I haven't had much to say over the last however many months, but that doesn't mean I haven't been thinking about anything. It's kinda hard to concentrate while listening to Basement Jaxx but I'll try >.<
Right now I'm feeling a bit left out again- in the same way I did when school ended and I realised just how much I hadn't been involved in. I still don't think I'm the kind of person who can have loads of friends and hang out with people all the time- and it's not like I'd really want to do all the stuff I feel excluded from. But I still can't help feeling that way.
It kind of links in with the future as well which I don't want to think about but will briefly mention before sweeping it back under the carpet. It's great that people have dreams and goals and crap but just as single people often look on couples with resentment, I don't want to hear about what people will be doing in future because I still don't know yet. It may seem selfish or childish (but I don't care) but I really don't want any more of my friends to go to university. I hate it whenever people talk about it because yay for them growing up and having fun and everything but...whatever, I guess I can't stay in this weird dimension I've been living in where I've never been a teenager but am also not an adult.
I tried very hard to find ideas of what I could do after school. I thought I'd managed to get through the 'fog of disheartedness' when I got interested in massage therapy, but before I could even write it on my CV that idea went to hell. I don't want to go through all the options and courses and careers I don't care about again, so ever since I arrived back in square 1 I've had my head in the sand. I don't really want to talk or think about the Parchment supervisor-thing until everything gets set in motion as I'm scared that I won't be able to handle it. But I guess short term plans are to see where that goes and how long I can keep it going.

* **EXERCISE REQUIREMENTS**:
**a)** Return the passage of the blog post from "It kind of links" up to and including "not an adult.", copying it word for word.
**b)** In the blog post, what field did the writer become interested in before the idea fell apart?

* **GIVEN ENTRIES**:
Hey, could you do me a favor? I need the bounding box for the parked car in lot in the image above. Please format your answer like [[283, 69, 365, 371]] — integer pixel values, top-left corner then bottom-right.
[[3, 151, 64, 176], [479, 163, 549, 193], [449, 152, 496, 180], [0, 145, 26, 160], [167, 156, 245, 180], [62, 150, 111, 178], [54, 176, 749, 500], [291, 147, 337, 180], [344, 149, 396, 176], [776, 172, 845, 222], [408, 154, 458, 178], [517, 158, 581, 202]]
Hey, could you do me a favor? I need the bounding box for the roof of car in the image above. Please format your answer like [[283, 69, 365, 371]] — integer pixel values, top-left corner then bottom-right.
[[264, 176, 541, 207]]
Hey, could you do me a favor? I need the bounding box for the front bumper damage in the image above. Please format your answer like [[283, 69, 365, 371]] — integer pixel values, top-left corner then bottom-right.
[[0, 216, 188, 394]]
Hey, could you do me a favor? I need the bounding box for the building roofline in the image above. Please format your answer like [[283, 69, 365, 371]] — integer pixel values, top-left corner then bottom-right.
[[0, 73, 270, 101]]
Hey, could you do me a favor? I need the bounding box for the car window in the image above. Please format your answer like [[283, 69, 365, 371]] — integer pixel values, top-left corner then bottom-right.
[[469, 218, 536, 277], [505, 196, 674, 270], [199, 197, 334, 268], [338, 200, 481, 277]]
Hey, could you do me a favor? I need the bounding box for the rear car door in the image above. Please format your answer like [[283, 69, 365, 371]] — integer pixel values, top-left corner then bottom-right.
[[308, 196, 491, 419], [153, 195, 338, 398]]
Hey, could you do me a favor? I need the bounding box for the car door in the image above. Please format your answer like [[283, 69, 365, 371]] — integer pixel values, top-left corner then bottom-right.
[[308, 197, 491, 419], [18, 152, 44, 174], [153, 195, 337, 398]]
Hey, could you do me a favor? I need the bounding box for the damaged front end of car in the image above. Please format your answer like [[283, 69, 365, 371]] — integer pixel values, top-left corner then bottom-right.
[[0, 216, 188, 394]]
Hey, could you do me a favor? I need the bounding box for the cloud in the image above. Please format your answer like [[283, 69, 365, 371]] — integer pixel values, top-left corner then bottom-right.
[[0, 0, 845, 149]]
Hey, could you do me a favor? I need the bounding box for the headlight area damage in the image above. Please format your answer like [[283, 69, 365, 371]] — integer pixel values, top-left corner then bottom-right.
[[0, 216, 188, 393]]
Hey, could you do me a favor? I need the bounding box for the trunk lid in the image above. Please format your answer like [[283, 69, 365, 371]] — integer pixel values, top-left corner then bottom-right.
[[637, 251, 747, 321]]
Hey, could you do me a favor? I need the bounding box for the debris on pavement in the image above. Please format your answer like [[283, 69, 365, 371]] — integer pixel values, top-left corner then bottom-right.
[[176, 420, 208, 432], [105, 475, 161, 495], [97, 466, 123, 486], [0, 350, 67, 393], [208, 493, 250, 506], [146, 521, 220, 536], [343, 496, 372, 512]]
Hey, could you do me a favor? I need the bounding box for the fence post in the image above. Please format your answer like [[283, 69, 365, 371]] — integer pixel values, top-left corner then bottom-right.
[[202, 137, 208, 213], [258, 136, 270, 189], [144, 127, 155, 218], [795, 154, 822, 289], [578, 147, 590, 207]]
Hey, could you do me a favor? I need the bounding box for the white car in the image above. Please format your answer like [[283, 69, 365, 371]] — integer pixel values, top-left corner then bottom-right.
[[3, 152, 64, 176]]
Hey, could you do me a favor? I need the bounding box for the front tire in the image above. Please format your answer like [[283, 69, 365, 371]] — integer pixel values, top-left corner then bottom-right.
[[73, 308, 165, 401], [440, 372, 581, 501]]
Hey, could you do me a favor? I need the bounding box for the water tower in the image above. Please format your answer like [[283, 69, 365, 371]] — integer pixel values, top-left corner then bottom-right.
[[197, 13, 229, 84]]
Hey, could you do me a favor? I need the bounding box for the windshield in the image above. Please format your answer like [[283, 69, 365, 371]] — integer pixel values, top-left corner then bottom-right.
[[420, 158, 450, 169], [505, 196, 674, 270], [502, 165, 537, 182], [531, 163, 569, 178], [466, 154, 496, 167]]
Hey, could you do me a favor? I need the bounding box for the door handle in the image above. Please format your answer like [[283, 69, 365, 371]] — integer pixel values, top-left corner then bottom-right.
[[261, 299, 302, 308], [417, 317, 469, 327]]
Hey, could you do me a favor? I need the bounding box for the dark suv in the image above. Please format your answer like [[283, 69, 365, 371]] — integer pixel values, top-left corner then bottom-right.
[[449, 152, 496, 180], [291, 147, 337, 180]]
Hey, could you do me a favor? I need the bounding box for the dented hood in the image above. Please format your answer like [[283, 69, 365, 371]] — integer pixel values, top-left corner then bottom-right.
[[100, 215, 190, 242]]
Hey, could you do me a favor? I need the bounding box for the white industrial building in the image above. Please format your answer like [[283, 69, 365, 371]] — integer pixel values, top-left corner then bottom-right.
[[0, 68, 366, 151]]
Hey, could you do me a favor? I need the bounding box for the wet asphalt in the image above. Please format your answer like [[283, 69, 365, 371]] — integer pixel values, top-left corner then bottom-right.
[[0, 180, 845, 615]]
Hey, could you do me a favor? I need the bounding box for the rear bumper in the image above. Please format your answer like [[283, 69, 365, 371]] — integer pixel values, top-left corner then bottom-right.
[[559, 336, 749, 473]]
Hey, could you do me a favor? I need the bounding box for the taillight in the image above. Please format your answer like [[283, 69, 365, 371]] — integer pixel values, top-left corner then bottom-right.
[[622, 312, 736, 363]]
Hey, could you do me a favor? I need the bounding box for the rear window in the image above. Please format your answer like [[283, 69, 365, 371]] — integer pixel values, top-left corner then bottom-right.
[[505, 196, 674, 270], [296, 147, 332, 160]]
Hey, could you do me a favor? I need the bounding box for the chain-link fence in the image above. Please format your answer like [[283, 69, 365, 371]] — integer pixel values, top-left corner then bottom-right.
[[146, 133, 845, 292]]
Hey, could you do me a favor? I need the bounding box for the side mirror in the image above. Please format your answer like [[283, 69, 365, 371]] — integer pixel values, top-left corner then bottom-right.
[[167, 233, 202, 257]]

* **TASK-BY-TASK ANSWERS**:
**a)**
It kind of links in with the future as well which I don't want to think about but will briefly mention before sweeping it back under the carpet. It's great that people have dreams and goals and crap but just as single people often look on couples with resentment, I don't want to hear about what people will be doing in future because I still don't know yet. It may seem selfish or childish (but I don't care) but I really don't want any more of my friends to go to university. I hate it whenever people talk about it because yay for them growing up and having fun and everything but...whatever, I guess I can't stay in this weird dimension I've been living in where I've never been a teenager but am also not an adult.

**b)** Massage therapy.